● Task statement:
Starting at the line that contains "box: [442, 225, 468, 255]" and ending at the line that contains "242L450 251H457L467 232L453", the lines below are to be given again exactly, with nothing added.

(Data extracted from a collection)
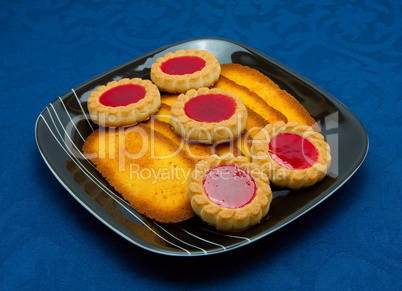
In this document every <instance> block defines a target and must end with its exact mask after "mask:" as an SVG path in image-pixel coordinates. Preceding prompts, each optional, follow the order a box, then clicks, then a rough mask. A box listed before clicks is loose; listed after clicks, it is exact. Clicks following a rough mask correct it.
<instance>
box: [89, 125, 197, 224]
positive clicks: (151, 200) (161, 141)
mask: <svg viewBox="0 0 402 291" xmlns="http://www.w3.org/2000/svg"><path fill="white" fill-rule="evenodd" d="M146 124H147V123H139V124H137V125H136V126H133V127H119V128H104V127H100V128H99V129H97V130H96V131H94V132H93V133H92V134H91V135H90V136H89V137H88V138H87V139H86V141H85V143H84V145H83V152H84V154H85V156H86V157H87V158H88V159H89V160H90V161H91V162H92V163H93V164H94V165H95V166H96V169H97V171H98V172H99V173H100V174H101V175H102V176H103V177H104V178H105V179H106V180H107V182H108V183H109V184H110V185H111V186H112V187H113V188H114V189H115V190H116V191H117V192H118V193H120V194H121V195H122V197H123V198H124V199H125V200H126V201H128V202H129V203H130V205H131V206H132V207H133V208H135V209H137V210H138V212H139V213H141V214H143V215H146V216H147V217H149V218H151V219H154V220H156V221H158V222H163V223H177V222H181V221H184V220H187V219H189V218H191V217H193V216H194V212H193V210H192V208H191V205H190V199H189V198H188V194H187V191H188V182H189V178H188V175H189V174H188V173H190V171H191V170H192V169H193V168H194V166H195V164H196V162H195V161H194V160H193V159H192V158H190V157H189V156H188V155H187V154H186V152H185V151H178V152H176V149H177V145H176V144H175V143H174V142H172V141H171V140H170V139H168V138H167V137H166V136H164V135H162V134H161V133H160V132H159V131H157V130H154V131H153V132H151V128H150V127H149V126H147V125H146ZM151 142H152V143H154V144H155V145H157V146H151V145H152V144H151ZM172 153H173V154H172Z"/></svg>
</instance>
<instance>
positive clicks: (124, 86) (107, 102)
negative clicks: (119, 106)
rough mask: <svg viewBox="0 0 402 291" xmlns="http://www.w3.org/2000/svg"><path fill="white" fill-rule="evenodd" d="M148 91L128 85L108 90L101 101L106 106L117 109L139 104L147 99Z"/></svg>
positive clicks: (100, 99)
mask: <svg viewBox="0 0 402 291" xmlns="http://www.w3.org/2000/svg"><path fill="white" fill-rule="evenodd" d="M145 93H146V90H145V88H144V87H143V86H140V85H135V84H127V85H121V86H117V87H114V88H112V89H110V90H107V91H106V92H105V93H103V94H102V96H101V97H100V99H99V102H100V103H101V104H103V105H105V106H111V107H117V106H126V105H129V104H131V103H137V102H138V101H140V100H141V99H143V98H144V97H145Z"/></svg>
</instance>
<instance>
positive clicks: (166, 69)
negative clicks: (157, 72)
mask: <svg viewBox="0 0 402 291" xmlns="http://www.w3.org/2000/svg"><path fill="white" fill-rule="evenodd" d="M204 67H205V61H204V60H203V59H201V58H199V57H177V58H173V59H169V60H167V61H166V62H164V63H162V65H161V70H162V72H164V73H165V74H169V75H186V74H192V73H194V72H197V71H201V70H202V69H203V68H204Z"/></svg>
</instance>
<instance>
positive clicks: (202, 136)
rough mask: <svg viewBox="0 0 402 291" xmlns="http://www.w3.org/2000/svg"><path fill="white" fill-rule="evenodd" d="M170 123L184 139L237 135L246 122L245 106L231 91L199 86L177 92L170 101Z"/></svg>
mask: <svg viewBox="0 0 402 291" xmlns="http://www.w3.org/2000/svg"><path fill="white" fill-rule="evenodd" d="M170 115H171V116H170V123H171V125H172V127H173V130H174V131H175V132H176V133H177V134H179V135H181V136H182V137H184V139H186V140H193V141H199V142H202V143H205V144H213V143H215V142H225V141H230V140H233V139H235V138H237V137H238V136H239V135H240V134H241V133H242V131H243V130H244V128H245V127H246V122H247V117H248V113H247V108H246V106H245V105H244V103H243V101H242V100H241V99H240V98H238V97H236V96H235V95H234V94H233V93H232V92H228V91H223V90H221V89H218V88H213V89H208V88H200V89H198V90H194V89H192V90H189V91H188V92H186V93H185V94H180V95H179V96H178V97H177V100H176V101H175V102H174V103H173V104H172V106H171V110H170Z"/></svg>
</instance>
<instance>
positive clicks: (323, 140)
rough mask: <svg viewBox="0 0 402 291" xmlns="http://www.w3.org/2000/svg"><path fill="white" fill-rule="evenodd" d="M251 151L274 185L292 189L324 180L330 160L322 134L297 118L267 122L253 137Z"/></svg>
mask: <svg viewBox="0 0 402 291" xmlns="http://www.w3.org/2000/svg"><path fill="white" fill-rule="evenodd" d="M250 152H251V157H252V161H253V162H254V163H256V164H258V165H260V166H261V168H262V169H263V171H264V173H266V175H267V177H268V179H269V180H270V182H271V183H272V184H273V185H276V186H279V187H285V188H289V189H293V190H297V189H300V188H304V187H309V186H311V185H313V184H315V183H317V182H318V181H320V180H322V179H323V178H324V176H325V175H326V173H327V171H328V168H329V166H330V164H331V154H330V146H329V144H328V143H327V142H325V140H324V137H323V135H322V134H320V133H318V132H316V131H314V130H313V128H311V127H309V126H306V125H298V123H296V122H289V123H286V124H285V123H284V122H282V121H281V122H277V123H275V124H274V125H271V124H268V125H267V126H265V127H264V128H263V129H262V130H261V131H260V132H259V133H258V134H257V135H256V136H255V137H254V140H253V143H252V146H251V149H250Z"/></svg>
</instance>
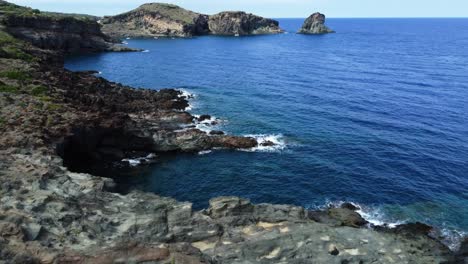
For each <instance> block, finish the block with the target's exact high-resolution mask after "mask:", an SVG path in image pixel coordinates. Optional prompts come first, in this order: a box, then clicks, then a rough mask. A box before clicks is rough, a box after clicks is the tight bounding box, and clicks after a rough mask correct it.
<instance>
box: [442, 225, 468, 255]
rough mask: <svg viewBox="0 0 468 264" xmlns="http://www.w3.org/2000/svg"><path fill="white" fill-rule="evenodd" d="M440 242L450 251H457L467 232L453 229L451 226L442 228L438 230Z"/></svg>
==
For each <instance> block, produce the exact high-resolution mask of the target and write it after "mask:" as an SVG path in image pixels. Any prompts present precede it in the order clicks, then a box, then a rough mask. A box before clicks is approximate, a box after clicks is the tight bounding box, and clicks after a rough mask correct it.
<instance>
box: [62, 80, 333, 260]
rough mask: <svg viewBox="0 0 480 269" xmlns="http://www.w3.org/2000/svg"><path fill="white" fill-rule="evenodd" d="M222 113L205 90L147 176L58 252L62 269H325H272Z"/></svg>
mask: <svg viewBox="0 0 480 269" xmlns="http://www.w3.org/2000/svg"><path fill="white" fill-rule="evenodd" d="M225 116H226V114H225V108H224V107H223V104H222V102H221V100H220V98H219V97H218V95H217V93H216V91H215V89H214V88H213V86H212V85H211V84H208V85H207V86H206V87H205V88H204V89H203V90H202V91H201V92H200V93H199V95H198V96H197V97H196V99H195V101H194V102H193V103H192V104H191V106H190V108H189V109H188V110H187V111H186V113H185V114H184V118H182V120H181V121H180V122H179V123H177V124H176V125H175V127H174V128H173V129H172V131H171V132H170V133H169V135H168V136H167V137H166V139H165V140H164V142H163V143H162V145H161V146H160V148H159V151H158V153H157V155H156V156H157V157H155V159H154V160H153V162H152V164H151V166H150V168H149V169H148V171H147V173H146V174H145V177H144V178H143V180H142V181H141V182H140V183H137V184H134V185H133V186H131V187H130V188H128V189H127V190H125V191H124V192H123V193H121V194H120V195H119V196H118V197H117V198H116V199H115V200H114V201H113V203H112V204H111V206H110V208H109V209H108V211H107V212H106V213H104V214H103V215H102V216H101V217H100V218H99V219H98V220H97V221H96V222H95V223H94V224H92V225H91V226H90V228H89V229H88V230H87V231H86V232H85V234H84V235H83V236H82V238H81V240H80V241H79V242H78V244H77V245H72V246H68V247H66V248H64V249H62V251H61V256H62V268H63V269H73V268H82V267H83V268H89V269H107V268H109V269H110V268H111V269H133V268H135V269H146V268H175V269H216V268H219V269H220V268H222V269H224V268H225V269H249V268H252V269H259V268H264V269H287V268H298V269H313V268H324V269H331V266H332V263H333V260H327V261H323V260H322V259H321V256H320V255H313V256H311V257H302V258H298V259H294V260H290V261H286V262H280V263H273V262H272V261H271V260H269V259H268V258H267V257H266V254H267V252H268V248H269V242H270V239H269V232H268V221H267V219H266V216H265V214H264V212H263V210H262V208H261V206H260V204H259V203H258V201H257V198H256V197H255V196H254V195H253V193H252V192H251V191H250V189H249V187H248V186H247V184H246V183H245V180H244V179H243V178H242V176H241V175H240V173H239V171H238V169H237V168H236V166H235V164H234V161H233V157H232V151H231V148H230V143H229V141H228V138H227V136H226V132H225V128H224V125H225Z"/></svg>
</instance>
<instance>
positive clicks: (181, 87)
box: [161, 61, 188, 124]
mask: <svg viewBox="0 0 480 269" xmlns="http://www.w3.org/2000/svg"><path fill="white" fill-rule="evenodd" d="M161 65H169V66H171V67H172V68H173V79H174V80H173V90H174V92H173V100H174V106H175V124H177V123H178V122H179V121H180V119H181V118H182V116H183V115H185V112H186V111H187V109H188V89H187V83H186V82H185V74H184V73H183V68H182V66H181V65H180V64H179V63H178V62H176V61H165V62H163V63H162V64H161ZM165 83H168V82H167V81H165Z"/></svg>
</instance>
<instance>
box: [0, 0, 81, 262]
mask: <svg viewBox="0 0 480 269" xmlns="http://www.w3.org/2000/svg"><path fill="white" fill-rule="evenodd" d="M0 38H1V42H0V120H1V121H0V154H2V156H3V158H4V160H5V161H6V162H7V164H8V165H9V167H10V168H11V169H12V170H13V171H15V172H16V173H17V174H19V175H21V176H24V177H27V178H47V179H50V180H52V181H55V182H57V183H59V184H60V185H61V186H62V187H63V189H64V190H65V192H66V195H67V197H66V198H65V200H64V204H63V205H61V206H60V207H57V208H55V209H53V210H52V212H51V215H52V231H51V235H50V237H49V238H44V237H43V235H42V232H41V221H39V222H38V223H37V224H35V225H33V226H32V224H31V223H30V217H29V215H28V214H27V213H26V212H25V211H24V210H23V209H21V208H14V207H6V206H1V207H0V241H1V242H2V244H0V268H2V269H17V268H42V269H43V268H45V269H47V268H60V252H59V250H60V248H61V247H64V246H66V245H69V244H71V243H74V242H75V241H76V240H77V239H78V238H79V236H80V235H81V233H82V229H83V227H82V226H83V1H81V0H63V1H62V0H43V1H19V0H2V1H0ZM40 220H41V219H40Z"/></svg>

● Solution to this task:
box: [442, 225, 468, 255]
rough mask: <svg viewBox="0 0 468 264" xmlns="http://www.w3.org/2000/svg"><path fill="white" fill-rule="evenodd" d="M440 242L450 251H457L467 232L453 229L451 226L442 228L438 230Z"/></svg>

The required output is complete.